-- start of DATA SUPPLIED --
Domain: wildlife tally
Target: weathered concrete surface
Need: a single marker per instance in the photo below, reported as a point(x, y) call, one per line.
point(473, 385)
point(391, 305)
-- end of DATA SUPPLIED --
WHAT YOU HAVE TO DO
Copy out each of the items above word for word.

EXERCISE SOLUTION
Domain: wildlife tally
Target: weathered concrete surface
Need: a single marker per instance in the photo below, reported as a point(x, y) call, one per line.
point(473, 385)
point(391, 305)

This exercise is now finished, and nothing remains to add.